Stated goal:
Repeat exactly the lines from the one containing "I would appreciate it if you could identify the ocean" through the last line of the records below, both included, and nothing else.
--- START ---
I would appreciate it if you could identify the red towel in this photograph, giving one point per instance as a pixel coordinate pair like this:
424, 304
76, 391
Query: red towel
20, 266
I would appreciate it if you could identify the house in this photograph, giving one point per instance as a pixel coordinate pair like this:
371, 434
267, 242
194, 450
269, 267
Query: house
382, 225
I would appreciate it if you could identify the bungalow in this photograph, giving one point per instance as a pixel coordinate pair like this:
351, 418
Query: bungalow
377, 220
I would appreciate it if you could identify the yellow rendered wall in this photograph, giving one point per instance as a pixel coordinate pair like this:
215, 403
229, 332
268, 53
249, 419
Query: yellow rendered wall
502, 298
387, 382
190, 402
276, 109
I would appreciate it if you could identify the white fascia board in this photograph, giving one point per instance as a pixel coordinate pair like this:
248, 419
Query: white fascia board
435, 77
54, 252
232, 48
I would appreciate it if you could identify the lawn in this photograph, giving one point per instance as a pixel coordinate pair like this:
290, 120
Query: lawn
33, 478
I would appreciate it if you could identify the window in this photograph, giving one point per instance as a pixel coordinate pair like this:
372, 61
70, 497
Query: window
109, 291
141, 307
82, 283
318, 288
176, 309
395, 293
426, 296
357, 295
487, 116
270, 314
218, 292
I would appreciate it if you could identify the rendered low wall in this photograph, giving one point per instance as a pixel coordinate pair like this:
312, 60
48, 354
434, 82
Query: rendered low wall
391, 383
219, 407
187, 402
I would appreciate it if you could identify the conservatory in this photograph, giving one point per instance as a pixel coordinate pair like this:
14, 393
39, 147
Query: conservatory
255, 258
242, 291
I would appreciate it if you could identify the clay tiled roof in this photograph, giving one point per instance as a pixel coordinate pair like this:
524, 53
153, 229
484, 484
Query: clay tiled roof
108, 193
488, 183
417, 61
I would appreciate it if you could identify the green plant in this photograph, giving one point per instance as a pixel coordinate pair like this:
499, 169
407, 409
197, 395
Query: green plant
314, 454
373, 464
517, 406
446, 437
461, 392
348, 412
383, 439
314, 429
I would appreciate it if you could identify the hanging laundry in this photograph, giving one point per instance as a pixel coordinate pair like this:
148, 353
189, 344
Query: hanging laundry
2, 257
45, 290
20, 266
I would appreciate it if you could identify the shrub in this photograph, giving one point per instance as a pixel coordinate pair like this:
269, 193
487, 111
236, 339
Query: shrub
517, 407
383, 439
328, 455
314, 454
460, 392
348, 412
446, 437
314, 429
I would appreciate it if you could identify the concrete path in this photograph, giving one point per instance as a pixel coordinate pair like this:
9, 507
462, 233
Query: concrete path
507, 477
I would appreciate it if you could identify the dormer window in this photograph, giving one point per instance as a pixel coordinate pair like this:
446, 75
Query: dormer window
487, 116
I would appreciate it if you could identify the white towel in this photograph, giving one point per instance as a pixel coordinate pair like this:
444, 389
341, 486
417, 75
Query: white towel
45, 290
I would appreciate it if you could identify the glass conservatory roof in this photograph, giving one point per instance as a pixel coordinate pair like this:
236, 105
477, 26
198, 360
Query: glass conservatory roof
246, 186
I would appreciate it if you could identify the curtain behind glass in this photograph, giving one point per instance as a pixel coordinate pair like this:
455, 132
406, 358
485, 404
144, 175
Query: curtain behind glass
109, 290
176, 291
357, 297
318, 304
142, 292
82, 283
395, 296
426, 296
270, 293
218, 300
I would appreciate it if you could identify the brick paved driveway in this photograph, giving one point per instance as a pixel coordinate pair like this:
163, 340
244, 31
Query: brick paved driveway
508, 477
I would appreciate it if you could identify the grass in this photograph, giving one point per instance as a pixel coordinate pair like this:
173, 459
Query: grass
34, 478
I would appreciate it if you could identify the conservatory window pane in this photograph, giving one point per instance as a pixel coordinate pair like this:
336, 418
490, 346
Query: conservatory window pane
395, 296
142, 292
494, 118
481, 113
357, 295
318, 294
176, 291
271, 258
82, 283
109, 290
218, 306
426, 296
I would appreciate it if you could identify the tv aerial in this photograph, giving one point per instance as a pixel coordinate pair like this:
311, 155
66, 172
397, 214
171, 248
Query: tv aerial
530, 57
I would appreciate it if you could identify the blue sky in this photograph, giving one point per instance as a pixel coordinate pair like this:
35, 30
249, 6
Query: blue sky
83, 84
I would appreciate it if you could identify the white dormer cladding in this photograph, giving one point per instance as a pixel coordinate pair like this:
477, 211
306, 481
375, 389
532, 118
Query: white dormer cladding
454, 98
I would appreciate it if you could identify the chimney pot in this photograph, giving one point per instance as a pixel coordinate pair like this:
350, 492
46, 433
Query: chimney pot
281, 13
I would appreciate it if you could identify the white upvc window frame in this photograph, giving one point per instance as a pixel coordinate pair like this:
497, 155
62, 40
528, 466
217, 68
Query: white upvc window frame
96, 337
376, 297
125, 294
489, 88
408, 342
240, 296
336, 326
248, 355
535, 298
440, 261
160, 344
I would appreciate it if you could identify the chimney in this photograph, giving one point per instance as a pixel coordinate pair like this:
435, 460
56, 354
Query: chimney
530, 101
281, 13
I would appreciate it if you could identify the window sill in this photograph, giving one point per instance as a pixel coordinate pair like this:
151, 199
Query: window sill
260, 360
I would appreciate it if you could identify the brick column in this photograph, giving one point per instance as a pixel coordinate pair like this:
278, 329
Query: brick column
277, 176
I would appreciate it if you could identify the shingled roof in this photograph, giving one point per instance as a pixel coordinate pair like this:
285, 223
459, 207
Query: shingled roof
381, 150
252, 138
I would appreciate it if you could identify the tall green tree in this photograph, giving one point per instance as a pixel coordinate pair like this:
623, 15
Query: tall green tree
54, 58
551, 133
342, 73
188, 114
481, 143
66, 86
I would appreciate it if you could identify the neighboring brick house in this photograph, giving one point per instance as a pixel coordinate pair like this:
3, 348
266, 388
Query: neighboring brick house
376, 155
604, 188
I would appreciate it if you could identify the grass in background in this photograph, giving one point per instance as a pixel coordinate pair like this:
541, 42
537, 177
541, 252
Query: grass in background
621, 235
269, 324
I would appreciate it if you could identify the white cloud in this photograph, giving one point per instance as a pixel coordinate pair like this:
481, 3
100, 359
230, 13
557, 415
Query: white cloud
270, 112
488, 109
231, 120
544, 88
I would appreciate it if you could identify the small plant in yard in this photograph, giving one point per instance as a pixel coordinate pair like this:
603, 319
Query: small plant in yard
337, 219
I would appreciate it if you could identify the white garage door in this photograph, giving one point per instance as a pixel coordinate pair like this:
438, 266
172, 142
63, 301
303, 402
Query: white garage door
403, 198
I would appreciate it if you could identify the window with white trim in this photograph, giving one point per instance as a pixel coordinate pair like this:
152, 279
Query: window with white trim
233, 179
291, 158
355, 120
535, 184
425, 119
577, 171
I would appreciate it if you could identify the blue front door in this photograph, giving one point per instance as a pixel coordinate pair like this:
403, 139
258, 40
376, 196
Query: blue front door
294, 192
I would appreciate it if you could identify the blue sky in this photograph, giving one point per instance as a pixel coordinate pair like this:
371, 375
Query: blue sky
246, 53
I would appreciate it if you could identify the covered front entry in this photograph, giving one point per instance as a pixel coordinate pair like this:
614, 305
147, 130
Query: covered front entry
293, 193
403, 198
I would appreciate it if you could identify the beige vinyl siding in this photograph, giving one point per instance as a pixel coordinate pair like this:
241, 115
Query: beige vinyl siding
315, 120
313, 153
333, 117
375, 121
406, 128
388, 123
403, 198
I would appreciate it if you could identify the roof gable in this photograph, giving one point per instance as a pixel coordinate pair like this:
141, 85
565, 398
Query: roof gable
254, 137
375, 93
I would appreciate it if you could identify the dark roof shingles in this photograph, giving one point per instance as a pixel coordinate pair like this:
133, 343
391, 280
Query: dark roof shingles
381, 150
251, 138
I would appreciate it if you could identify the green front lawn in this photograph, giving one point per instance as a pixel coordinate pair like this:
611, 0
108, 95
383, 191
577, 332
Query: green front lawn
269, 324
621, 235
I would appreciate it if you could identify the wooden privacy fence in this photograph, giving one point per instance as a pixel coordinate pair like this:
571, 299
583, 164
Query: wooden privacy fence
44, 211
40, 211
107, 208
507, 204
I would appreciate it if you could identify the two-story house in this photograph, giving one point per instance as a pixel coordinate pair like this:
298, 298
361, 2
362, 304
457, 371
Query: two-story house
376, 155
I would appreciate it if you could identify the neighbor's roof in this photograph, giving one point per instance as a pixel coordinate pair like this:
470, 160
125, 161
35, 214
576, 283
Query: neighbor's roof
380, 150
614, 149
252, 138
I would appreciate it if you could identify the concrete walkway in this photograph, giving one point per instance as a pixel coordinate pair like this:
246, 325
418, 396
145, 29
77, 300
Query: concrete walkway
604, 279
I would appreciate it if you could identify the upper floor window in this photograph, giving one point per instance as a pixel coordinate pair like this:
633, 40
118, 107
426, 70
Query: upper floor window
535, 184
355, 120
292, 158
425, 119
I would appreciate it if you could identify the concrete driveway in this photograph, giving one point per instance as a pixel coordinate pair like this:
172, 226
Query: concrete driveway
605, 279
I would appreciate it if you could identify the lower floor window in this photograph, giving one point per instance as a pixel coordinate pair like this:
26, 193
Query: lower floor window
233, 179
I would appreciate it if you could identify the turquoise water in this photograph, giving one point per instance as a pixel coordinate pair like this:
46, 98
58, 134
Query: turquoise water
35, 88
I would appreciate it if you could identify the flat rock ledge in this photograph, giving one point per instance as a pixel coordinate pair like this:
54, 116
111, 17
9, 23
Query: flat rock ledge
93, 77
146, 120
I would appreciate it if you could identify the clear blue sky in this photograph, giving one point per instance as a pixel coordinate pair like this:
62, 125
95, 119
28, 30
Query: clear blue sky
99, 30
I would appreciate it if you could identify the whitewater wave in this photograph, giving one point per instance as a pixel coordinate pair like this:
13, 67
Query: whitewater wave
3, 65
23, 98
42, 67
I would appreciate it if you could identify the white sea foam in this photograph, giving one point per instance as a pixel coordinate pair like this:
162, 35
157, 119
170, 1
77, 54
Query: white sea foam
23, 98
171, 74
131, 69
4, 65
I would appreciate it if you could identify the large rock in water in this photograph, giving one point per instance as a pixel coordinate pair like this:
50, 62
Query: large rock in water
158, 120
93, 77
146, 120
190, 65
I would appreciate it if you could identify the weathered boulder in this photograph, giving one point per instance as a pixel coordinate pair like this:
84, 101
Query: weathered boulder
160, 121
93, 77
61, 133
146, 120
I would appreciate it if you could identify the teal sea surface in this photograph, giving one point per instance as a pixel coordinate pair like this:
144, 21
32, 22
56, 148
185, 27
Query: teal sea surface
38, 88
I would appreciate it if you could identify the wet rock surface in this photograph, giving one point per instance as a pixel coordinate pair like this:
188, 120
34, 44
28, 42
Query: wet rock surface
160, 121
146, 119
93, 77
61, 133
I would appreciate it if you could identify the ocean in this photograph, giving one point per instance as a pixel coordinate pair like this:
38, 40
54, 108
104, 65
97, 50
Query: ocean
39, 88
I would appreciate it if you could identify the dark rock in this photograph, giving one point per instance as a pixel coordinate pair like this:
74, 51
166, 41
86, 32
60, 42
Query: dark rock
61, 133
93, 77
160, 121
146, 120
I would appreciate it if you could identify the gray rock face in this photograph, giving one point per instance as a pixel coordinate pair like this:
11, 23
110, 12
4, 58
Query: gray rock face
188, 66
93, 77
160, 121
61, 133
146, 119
--- END ---
Reply:
I would appreciate it if you could identify the ocean in this photograph, giving one point per instance as a pixel coordinate pair like this:
38, 40
54, 108
104, 65
97, 50
Query: ocean
39, 88
I would appreciate it if you could identify the dark rock in this photograph, giving one point per instance as a pixel coordinate pair like this:
74, 51
166, 41
86, 32
60, 42
Query: dark rock
61, 133
93, 77
160, 121
146, 120
I would appreciate it if you could identify the gray rock face in this photograph, giving one point per instance as a pixel coordinate pair like this:
11, 23
110, 12
4, 58
Query: gray rock face
188, 66
93, 77
160, 121
61, 133
146, 119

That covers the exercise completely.